**Consignes**
1. D'après l'extrait consacré au livre de Rainer Beckmann, dans quelle ville l'auteur exerce-t-il comme juge ?
2. Prolongez l'extrait consacré au livre de Rainer Beckmann en reprenant après sa dernière phrase.

**Extrait de page**
'''
Spaemann a formulé ses critiques dans le cadre d’un dialogue avec Hans Joas
pour la revue "Herder Korrespondenz", qui appartient à la maison d’édition
qui assure la publication des œuvres complètes de Benoît XVI
►
"Das
Gefühl des Chaos wird man nicht ganz los"
Par ailleurs un livre écrit par un juriste et magistrat allemand a été
publié simultanément, ces jours-ci, en Allemagne et en Italie. Il constitue
une réfutation radicale, à la fois théorique et pratique, des prises de
position du cardinal Kasper à propos de l’accès des divorcés remariés à la
communion
►
Rainer
Beckmann, "Il Vangelo della fedeltà coniugale. Risposta al Card. Kasper. Una
testimonianza", presentazione del Card. Paul Josef Cordes, Solfanelli,
Chieti, 2015, 128 pp., 10,00 euros.
L'auteur de cet ouvrage, Rainer Beckmann, est âgé de 54 ans et il est juge à
Wurtzbourg. Entre 2000 et 2005, il a été expert officiel auprès des
commissions chargées du droit et de l’éthique de la médecine au sein du
parlement fédéral allemand. Il a publié des essais scientifiques consacrés à
l’avortement, aux techniques de la reproduction, à la mort cérébrale et à
l’euthanasie. Il est vice-président d’une association de juristes pour le
droit à la vie et il dirige la revue "Zeitschrift für Lebensrecht". Il donne
des cours à l'université de Heidelberg.
Mais, comme l’indique le cardinal allemand Cordes dans la préface qu’il a
donnée à ce livre, Beckmann, qui est père de quatre enfants, est également
"un croyant ayant vécu personnellement la souffrance d’une relation qui a
échoué et, en tout cas, il n’a pas commencé une nouvelle relation après
avoir divorcé : il veut continuer à croire à sa promesse de fidélité…
jusqu’à ce que la mort les sépare, lui et son épouse". Et c’est précisément
pour cette raison que "son témoignage est désormais incontournable au point
de vue pastoral, réaliste au point de vue factuel et soumis à la Sainte
Écriture".
À la fin de son ouvrage, Beckmann souligne que le pape François, "dans les
déclarations dont nous avons connaissance", ne s’est pas une seule fois
dissocié de la doctrine traditionnelle de l’Église. Tandis que, au
contraire, "la solution proposée par le cardinal Kasper mine à leur base non
seulement le sacrement de mariage, mais également ceux de la pénitence et de
l’eucharistie".
Et de conclure :
"Si nous souhaitons transmettre la foi, il est nécessaire que nos actes
correspondent à nos paroles. Celui qui ne vit pas ce qu’il enseigne n’est
pas crédible. De même que celui qui ne tient pas ses promesses n’est pas
crédible. Lorsque quelqu’un promet d’aimer jusqu’à la mort, il doit demeurer
fidèle jusqu’à la mort. C’est le chemin sur lequel Jésus nous a précédés".
'''
**Enregistrements extraits**
'''
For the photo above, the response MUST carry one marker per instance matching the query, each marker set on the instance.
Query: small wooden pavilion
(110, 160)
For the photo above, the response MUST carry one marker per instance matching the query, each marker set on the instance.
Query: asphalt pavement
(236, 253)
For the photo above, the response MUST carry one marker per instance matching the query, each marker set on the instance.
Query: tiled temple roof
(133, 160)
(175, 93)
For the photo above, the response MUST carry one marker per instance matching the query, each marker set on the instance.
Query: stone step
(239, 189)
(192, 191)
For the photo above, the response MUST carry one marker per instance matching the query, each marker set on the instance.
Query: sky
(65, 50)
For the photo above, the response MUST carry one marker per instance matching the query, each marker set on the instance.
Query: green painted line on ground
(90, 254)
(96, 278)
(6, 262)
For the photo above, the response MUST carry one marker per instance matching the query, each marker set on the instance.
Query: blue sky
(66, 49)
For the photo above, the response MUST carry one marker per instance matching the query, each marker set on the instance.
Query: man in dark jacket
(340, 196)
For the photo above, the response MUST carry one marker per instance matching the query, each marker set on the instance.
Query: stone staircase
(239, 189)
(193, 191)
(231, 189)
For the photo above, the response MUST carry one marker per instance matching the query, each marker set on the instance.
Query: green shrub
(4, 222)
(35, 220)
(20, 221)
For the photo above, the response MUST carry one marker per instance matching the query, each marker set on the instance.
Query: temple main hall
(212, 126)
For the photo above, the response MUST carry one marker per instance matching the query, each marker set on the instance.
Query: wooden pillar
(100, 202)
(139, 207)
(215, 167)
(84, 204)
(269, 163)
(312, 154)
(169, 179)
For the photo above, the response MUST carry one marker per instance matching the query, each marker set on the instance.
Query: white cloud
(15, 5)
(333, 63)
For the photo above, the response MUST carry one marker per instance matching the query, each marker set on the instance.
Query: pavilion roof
'''
**Réponses**
1. À Wurtzbourg.

2.
Ce sont là des opinions d’une radicalité qui n’est pas différente de celle
qui a été exprimée au même moment par un représentant, qui jouit d’une
grande autorité, de la jeune Église d’Afrique : le cardinal guinéen Robert
Sarah, qui a été nommé préfet de la congrégation pour le culte divin par le
pape François en 2014.
Lorsque Sarah a présenté, le 22 mai, une collection de livres qui
constituaient une préparation au synode, réalisés sous la direction de
l'Institut pontifical Jean Paul II pour les études sur le mariage et la
famille et publiés en Italie aux éditions Cantagalli, il a insisté, lui
aussi, sur la crédibilité du témoignage :
"C’est seulement dans la clarté que nous pouvons véritablement être des
témoins, dans un monde qui ne supporte plus l’Évangile. La foi est vraiment
le noyau des difficultés de l’Église".
Et aussi :
"Si l’eucharistie est seulement un repas, on peut aussi donner la communion
aux divorcés, qui sont en contradiction avec l’alliance. Mais si un évêque,
un cardinal, ne voit pas ce qu’est l’eucharistie, c’est-à-dire le corps du
Christ, et s’il envisage cette eucharistie comme un repas dont personne ne
doit être exclu, alors nous perdons vraiment le cœur du mystère".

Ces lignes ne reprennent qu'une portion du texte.